**SHORT TASK:** Report every line in the rows below that contains the word "flower", copying each such line in full.

**RECORDS PROVIDED:**
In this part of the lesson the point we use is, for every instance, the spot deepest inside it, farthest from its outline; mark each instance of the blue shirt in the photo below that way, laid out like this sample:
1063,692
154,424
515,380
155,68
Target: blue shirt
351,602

---

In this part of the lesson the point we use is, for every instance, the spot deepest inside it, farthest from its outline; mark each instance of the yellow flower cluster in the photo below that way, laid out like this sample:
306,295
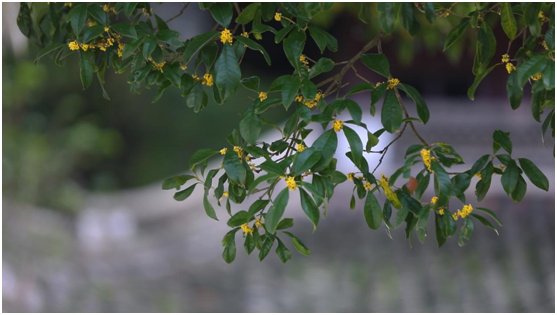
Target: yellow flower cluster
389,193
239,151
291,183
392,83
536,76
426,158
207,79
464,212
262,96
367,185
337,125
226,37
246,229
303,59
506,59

...

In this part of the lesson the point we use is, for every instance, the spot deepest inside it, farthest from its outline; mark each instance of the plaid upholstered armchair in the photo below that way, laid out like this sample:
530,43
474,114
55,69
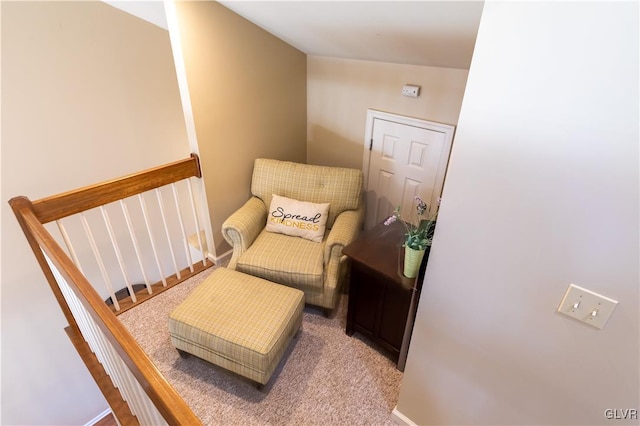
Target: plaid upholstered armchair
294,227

**RESULT OF THIS TASK:**
In this part of the lesson the point we use is, for every instance, the spot deepest inside it, farthest from its outline; mark each instance of the yellow flower cluster in the photo below that way, laid out like this sample:
Target: yellow flower cluster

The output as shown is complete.